Task 1:
Write out the passage of the article on the Philippines' China funding deals from "Manila: Philippine President" up to and including "South China Sea.".
Task 2:
Name every Philippine government official mentioned in the article on the Philippines' China funding deals, together with the title the article gives each one.

Excerpt:
● ● ● ● ● ● ●
China visit helps Philippines reap $24b funding deals

Business Friday 21/October/2016 18:29 PM
By: Times News Service
China visit helps Philippines reap $24b funding deals

Manila: Philippine President Rodrigo Duterte will bring home $24 billion worth of funding and investment pledges from his four-day visit to China as both nations agreed to resume talks and explore areas of cooperation in the South China Sea.
China will provide $9 billion in soft loans, including a $3 billion credit line with the Bank of China, while economic deals including investments would yield $15 billion, Trade Secretary Ramon Lopez told reporters in Beijing on Friday. Preliminary agreements in railways, ports, energy and mining worth $11.2 billion were signed between Philippine and Chinese firms.
"China is not only a friend. China is only a relative, but China is a big brother," Communications Secretary Martin Andanar said in Beijing, adding that while United States had been like a father for the Philippines, it was time to move out of the house and "decide for ourselves.”
The investment deals conclude a contentious week for Duterte who told a business audience in Beijing on Thursday following a meeting with Chinese President Xi Jinping that he wanted to cut the cord with the US and pivot to China and Russia, deepening a split with his country’s biggest military ally.
Finance Secretary Carlos Dominguez and Economic Planning Secretary Ernesto Pernia said the Philippine cabinet would move strongly and swiftly toward regional economic integration even as they said that the nation would maintain its relations with the West.
Railways, ports
China’s Baiyin Nonferrous has agreed to consider investing up to $700 million in a stainless steel plant in the Philippines in a preliminary agreement signed with Global Ferronickel Holdings, the Philippine company said.
● ● ● ● ● ● ●
Supplied information:
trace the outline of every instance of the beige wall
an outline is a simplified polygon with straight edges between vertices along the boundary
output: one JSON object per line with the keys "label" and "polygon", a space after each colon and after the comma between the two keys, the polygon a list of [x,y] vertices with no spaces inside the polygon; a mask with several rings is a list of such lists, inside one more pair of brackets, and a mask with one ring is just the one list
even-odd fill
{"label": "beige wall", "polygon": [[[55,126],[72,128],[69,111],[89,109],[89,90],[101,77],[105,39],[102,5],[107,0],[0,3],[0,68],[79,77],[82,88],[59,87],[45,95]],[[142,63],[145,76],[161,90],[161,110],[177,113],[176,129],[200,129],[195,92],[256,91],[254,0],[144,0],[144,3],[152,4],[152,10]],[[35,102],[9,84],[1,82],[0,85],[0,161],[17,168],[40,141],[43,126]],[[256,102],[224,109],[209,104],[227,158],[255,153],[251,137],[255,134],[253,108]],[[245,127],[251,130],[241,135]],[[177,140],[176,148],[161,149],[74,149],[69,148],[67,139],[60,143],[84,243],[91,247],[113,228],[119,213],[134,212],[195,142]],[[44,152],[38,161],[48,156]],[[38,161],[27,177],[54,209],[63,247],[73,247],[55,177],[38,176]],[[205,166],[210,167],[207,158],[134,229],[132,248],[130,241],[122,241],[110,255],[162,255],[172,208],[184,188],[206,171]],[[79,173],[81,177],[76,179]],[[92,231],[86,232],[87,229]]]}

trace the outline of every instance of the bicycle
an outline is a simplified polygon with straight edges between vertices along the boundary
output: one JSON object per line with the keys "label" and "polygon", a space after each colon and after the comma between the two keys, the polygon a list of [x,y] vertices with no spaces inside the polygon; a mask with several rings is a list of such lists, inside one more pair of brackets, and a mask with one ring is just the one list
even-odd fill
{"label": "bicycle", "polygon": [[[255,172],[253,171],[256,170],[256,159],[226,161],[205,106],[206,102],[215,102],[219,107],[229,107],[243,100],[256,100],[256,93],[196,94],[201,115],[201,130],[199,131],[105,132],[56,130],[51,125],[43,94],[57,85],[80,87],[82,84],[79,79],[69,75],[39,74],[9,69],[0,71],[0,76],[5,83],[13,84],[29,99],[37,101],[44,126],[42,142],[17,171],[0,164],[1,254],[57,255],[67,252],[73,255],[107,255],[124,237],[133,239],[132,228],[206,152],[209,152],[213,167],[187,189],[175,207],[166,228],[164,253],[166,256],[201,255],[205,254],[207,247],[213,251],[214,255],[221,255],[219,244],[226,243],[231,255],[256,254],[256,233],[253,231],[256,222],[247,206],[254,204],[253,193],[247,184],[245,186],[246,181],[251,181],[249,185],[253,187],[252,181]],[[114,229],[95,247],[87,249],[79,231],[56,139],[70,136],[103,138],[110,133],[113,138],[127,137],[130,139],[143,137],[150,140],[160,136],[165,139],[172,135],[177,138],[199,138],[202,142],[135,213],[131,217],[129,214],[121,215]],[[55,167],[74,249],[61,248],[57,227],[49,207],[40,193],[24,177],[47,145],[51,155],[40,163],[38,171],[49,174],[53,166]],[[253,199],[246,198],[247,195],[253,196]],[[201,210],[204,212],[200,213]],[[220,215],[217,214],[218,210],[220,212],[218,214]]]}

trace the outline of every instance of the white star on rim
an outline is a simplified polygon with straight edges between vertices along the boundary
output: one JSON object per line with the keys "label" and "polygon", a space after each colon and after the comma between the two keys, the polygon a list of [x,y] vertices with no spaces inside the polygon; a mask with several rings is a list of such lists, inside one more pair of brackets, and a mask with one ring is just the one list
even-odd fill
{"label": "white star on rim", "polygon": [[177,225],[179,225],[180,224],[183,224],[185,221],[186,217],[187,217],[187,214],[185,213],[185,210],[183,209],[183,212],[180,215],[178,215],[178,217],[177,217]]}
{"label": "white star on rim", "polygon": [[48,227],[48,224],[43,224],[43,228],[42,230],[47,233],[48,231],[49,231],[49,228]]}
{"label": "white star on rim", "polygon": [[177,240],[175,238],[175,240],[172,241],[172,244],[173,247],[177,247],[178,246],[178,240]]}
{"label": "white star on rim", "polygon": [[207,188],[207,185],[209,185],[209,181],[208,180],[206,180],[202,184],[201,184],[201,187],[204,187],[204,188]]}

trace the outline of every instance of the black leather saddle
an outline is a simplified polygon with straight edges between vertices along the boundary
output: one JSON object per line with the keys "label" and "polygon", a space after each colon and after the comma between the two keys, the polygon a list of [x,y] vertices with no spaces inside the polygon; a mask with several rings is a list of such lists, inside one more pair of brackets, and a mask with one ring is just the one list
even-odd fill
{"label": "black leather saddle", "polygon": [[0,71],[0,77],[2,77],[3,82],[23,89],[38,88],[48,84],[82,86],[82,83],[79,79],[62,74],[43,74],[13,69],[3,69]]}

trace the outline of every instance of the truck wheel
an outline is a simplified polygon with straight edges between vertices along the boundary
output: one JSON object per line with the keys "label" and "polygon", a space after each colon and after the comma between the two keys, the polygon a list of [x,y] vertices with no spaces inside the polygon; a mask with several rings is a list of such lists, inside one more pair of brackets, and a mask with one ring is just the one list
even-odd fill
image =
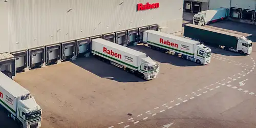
● ● ● ● ● ● ●
Problem solution 1:
Manila: Philippine President Rodrigo Duterte will bring home $24 billion worth of funding and investment pledges from his four-day visit to China as both nations agreed to resume talks and explore areas of cooperation in the South China Sea.

Problem solution 2:
- Rodrigo Duterte, President
- Ramon Lopez, Trade Secretary
- Martin Andanar, Communications Secretary
- Carlos Dominguez, Finance Secretary
- Ernesto Pernia, Economic Planning Secretary